▼

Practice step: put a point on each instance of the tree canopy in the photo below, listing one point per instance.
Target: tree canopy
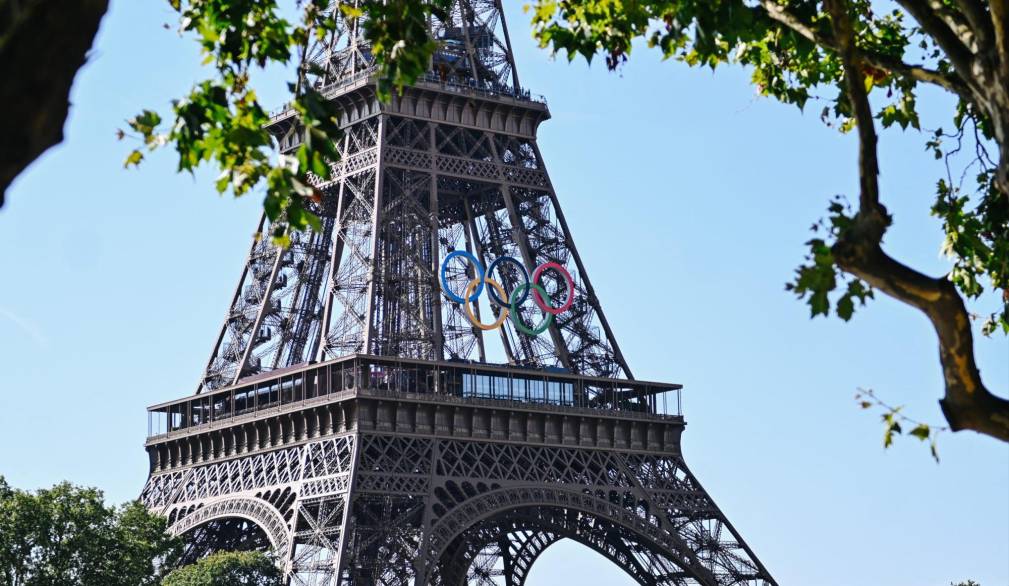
(67, 536)
(227, 569)
(843, 52)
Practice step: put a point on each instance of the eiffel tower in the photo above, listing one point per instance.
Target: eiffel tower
(365, 427)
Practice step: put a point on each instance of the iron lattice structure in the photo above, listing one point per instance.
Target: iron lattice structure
(351, 419)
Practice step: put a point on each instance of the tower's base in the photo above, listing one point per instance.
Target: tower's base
(367, 483)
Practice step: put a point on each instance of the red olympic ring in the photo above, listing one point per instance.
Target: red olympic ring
(539, 300)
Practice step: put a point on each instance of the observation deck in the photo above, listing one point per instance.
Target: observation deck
(363, 392)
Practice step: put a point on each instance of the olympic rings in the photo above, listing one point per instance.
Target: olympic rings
(546, 306)
(517, 319)
(469, 310)
(479, 276)
(525, 275)
(509, 304)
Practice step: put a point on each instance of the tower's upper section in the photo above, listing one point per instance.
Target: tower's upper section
(474, 51)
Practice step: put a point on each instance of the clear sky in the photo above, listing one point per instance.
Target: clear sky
(689, 199)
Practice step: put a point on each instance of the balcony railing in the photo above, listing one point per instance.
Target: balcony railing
(455, 381)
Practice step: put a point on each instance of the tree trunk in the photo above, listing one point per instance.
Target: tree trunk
(42, 44)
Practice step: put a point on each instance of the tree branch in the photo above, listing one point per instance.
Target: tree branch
(968, 403)
(958, 52)
(41, 48)
(869, 202)
(1000, 22)
(958, 23)
(781, 14)
(979, 20)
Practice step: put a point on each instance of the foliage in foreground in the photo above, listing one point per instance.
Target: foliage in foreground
(68, 536)
(228, 569)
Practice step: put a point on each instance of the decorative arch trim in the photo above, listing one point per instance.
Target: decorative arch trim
(488, 504)
(253, 509)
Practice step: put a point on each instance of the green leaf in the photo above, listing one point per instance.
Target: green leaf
(133, 158)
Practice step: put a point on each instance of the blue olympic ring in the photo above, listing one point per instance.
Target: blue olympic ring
(479, 276)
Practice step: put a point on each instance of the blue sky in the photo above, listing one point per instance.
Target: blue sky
(689, 198)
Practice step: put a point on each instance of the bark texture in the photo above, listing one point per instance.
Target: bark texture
(42, 44)
(968, 404)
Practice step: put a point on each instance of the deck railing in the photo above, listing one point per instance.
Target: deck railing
(467, 381)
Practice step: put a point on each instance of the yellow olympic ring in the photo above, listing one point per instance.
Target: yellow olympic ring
(469, 310)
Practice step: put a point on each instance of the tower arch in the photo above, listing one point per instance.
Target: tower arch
(226, 520)
(637, 542)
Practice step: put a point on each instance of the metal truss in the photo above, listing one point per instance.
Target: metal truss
(377, 508)
(429, 484)
(418, 180)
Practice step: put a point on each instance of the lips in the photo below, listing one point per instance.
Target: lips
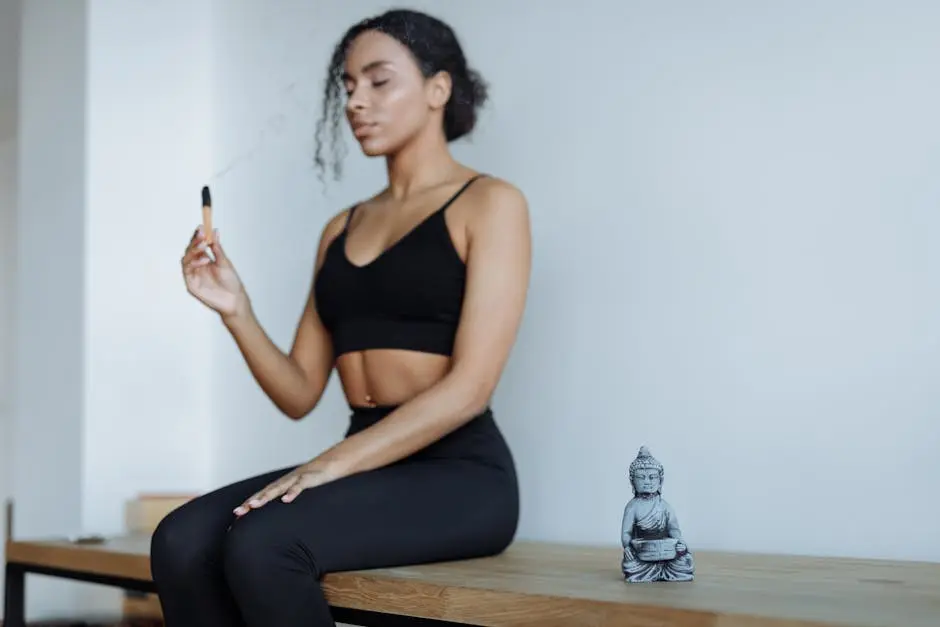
(361, 129)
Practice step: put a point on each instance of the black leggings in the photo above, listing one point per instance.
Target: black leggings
(456, 499)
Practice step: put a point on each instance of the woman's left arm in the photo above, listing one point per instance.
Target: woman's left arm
(498, 268)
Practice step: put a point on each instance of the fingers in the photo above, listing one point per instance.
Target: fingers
(196, 253)
(259, 499)
(292, 492)
(220, 257)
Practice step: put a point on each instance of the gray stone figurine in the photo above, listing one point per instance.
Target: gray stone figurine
(653, 549)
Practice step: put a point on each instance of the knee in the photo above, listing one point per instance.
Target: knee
(256, 549)
(177, 545)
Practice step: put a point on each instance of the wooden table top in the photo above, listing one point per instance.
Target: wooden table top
(553, 584)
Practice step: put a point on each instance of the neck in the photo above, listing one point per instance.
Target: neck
(424, 162)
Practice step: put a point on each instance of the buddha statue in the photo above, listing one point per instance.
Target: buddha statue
(653, 549)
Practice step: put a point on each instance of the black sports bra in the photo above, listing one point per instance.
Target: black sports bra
(409, 297)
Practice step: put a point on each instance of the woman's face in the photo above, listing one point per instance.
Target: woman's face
(388, 99)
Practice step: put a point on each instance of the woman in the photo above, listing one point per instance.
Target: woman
(416, 300)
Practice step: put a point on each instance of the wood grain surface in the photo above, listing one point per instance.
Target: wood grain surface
(562, 585)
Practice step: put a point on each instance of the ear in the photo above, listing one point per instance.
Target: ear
(439, 89)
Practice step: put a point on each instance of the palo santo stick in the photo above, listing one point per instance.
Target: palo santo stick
(207, 214)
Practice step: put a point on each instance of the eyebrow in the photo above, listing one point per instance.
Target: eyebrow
(368, 67)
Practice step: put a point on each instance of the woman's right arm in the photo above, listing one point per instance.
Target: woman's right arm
(295, 381)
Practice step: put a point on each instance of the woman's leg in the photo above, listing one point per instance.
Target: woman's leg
(413, 512)
(186, 556)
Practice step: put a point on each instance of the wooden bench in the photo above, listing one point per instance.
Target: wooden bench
(558, 585)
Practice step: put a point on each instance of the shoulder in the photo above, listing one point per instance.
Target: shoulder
(498, 204)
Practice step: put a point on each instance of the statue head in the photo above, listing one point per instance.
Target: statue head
(646, 474)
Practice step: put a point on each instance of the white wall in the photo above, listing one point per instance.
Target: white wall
(112, 381)
(7, 277)
(734, 217)
(734, 211)
(50, 297)
(146, 388)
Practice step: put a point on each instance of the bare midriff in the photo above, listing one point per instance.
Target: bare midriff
(388, 376)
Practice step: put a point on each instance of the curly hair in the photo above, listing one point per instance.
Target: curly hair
(434, 47)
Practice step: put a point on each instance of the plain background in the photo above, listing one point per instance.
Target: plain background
(735, 213)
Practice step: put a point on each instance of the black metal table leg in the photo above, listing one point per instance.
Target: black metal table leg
(14, 596)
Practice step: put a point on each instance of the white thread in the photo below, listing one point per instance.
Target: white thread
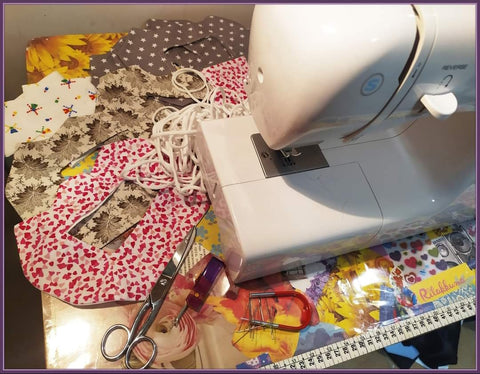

▲

Could you copy out, unchanged, the stretch from the line containing "the black metal" through the end of the rows, leaving the pictures out?

Practice step: put a point on each instance of the black metal table leg in the photo above, listing one point per instance.
Target: black metal table leg
(14, 596)
Practice step: put a point on each instance of the white thread in the photo below, listing one point per instance.
Target: white thread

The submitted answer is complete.